The records that follow must be repeated exactly as they stand.

--------

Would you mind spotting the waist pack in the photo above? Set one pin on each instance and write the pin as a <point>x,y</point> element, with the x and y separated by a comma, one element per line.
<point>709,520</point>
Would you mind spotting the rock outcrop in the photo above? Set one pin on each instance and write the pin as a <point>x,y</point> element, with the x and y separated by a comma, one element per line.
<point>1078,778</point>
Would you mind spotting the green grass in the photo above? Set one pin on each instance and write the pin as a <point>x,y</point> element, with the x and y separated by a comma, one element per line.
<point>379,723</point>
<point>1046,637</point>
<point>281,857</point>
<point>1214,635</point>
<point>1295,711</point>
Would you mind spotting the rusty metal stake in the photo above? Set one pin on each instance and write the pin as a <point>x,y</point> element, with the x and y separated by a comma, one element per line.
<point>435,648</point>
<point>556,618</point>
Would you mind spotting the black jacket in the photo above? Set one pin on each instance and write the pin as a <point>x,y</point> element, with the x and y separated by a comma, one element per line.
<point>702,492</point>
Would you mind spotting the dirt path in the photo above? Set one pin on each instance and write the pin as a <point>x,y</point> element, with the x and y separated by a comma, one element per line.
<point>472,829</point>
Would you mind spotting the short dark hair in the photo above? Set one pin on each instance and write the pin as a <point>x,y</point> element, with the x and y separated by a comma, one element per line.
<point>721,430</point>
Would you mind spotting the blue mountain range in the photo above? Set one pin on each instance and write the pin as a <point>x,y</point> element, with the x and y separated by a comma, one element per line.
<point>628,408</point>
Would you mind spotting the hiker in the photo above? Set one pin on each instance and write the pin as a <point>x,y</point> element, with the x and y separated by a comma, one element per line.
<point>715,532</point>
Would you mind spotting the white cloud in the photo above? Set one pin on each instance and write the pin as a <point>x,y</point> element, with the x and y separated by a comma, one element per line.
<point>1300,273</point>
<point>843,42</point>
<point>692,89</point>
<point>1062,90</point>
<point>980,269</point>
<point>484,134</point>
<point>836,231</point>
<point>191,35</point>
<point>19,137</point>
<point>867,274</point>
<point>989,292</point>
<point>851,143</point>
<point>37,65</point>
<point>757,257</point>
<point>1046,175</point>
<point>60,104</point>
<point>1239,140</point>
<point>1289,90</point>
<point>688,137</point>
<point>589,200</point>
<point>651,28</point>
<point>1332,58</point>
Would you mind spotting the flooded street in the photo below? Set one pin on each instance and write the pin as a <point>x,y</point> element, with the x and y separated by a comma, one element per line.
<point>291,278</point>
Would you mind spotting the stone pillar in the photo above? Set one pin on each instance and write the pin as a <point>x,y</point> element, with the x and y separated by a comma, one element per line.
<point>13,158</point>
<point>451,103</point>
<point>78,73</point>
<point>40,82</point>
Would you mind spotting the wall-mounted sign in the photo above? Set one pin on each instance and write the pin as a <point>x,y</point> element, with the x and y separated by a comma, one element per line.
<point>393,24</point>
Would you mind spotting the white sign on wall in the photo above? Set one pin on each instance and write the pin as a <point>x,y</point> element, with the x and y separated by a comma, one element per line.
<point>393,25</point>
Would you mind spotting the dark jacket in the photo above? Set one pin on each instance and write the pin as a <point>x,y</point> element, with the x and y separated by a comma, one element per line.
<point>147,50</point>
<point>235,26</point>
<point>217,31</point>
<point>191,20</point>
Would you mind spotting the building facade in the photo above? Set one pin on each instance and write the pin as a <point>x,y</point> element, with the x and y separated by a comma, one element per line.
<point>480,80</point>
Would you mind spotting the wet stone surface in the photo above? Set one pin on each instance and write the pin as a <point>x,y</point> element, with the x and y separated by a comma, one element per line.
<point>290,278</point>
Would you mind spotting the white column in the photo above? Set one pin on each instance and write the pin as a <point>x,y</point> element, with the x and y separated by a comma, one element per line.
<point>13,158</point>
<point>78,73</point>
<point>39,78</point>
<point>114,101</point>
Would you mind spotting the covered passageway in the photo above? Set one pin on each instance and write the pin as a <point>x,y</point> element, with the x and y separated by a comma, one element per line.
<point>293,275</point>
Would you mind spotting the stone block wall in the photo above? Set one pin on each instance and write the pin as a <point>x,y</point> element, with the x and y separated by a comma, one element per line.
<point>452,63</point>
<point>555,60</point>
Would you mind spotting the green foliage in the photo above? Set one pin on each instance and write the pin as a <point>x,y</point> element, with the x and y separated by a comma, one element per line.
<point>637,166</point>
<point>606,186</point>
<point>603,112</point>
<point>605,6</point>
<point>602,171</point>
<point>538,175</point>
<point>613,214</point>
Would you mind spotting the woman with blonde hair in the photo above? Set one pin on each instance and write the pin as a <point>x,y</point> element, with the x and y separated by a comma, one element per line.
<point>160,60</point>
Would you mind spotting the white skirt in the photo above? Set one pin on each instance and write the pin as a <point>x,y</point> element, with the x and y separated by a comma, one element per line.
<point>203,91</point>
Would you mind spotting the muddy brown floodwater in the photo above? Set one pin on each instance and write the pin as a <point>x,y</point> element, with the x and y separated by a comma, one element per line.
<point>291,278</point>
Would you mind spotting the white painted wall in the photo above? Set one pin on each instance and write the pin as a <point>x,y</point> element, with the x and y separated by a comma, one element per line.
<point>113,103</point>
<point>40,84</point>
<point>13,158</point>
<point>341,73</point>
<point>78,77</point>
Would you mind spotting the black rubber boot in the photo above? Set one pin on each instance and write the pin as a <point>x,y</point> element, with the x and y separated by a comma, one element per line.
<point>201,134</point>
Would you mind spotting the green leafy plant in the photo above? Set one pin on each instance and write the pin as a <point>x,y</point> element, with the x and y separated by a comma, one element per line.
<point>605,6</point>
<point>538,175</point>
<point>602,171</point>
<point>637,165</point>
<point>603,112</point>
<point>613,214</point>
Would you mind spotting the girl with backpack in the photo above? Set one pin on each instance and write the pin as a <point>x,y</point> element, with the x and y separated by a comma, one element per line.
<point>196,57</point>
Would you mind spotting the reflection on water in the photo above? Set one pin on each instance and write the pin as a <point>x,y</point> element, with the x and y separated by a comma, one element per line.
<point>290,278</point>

--------

SOLUTION TO THIS EXERCISE:
Would you mind spotting the waist pack in the photo above? Set one pin on each instance and write the pin as a <point>x,y</point> element, with the x and y separated by a comma, one element per line.
<point>709,520</point>
Would you mind spotting the rock outcrop in the photo above? Set one pin on each instance and write the pin as a <point>x,y</point> element, with the x and y separated by a comma, one element per line.
<point>1078,778</point>
Would you mind spotting the green grass in the photo above? Set one pin on each instance and write the pin as a <point>x,y</point> element, with the x and y separated by a comma, one element per line.
<point>379,723</point>
<point>1046,637</point>
<point>281,857</point>
<point>1214,635</point>
<point>1295,711</point>
Would you mind spotting the rusty metal stake in the photo above? Set one pin on each instance and write the pin as a <point>x,y</point> element, with the x and y separated by a comma, one element per line.
<point>435,648</point>
<point>556,618</point>
Would you mind spotting the black jacket in the photo above? Set one pin on each instance and write the pin as a <point>x,y</point> element, with the x and y separated by a comma, one element per line.
<point>702,492</point>
Would you mind spotting the dirt path in the photo above? Set one pin on each instance and write the pin as a <point>x,y</point> element, with the x and y separated by a comma, one element per line.
<point>472,829</point>
Would you mind spotting the short dark hair in the photo above? Set one pin on each instance and write the pin as a <point>x,y</point> element, with the x and y separated by a comma, one element per line.
<point>721,430</point>
Would you mind spotting the blue mountain range in the photo above? Set one pin on each instance and write the pin as a <point>x,y</point> element, with the x and y separated by a comma, one element per line.
<point>628,408</point>
Would you mind spotting the hiker in the photo above? Set one pin on each instance and write the pin as a <point>x,y</point> element, with the x and y separated by a comma, one element per line.
<point>715,532</point>
Would you mind spotting the white cloud in the photo above? Set one pin on each instance and write the pin as a <point>x,y</point> element, with the x and y separated by a comma, one element per line.
<point>1300,273</point>
<point>843,42</point>
<point>692,89</point>
<point>1062,90</point>
<point>980,269</point>
<point>484,134</point>
<point>836,231</point>
<point>191,35</point>
<point>19,137</point>
<point>867,274</point>
<point>989,292</point>
<point>851,143</point>
<point>37,65</point>
<point>757,257</point>
<point>1046,175</point>
<point>60,104</point>
<point>1239,140</point>
<point>1289,90</point>
<point>688,137</point>
<point>589,200</point>
<point>651,28</point>
<point>1332,58</point>
Would you mind spotting the flooded street in the photo below? Set one pin on each instance and write the pin as a <point>x,y</point> element, with the x and y separated by a comma, one element per line.
<point>291,278</point>
Would you mind spotting the stone pillar in the photo above? Set one pin on each instance and write the pin as a <point>x,y</point> element, with the x and y separated by a comma, one element per line.
<point>13,158</point>
<point>451,103</point>
<point>78,73</point>
<point>40,82</point>
Would you mind spotting the wall-mounted sign in the photo above? Set one pin on each instance and write the pin as a <point>x,y</point> element, with the x and y separated by a comma, one element per line.
<point>393,24</point>
Would you mind spotting the white sign on wall in the photo above? Set one pin on each instance and write the pin as a <point>x,y</point> element, with the x and y separated by a comma, one element per line.
<point>393,25</point>
Would you mind spotting the dark jacket in the photo above? Set one pin on each instance and write the pin as a <point>x,y</point> element, with the x and y separated by a comma, one element per line.
<point>147,50</point>
<point>235,26</point>
<point>217,31</point>
<point>191,20</point>
Would you mind spotting the building facade in the photo above? Set one pin on each instance and write the pin as a <point>x,y</point> element, with the x and y separated by a comma, one element per line.
<point>480,80</point>
Would you mind spotting the wet stone surface in the photo above? Set one pin on each instance and write the pin as a <point>x,y</point> element, with the x and y separated by a comma, one element per line.
<point>290,278</point>
Would you mind spotting the white column in the photo above? Set one pin on each instance and write the pin as a <point>x,y</point> element, with the x and y separated by a comma, one element per line.
<point>13,158</point>
<point>78,73</point>
<point>39,78</point>
<point>114,101</point>
Would you mind spotting the covered passageway in the photo above? Set one pin on each instance and write the pin as a <point>x,y</point> element, with the x and y separated by a comma, one element per line.
<point>293,275</point>
Would you mind spotting the stone block wall in the photo above? Set one pin on each instance and write the pin as a <point>x,y</point> element, with the x and y separated by a comma, one element per line.
<point>452,63</point>
<point>555,60</point>
Would you mind spotting the green foliage in the photo above? Set one pin on each instance and write the pin as a <point>x,y</point> element, with the x and y separated by a comma, one element per line.
<point>637,166</point>
<point>606,186</point>
<point>603,112</point>
<point>605,6</point>
<point>602,171</point>
<point>538,175</point>
<point>613,214</point>
Would you mind spotting the woman with blonde hair in the photo above? Set one pin on each instance and write the pin as a <point>x,y</point> element, with the x and y separated by a comma, one element per line.
<point>160,60</point>
Would you mind spotting the white skirt in the photo above? Set one pin on each instance and write the pin as a <point>x,y</point> element, with the x and y separated by a comma, one element per line.
<point>203,91</point>
Would you mind spotting the muddy brown floodwater in the photo above? Set one pin on each instance and write the pin as a <point>x,y</point> element, with the x and y separated by a comma, one element per line.
<point>291,278</point>
Would you mind spotting the white painted wall in the photo above? Set one pin on each instance and write the pin as a <point>x,y</point> element, with the x and y separated by a comma, one element per line.
<point>113,103</point>
<point>40,84</point>
<point>13,158</point>
<point>341,73</point>
<point>78,77</point>
Would you mind spotting the black rubber boot in the photo above? Set one pin on each instance and write the pin as a <point>x,y</point> element, with the x and y separated by a comma, one element per line.
<point>201,134</point>
Would you mind spotting the green leafy plant in the photo above? Set one pin on each instance and write the pin as a <point>x,y</point> element, with the x and y separated by a comma, one element per line.
<point>605,6</point>
<point>538,175</point>
<point>602,171</point>
<point>637,165</point>
<point>603,112</point>
<point>613,214</point>
Would you mind spotting the girl with backpack in the photo above? Set one pin on each instance and write the pin as a <point>x,y</point> element, with the x and y separated by a comma, one element per line.
<point>196,57</point>
Would you mind spotting the reflection on water in the photo above? Set one pin on each instance and write the pin as a <point>x,y</point> element, with the x and y separated by a comma, one element per line.
<point>290,278</point>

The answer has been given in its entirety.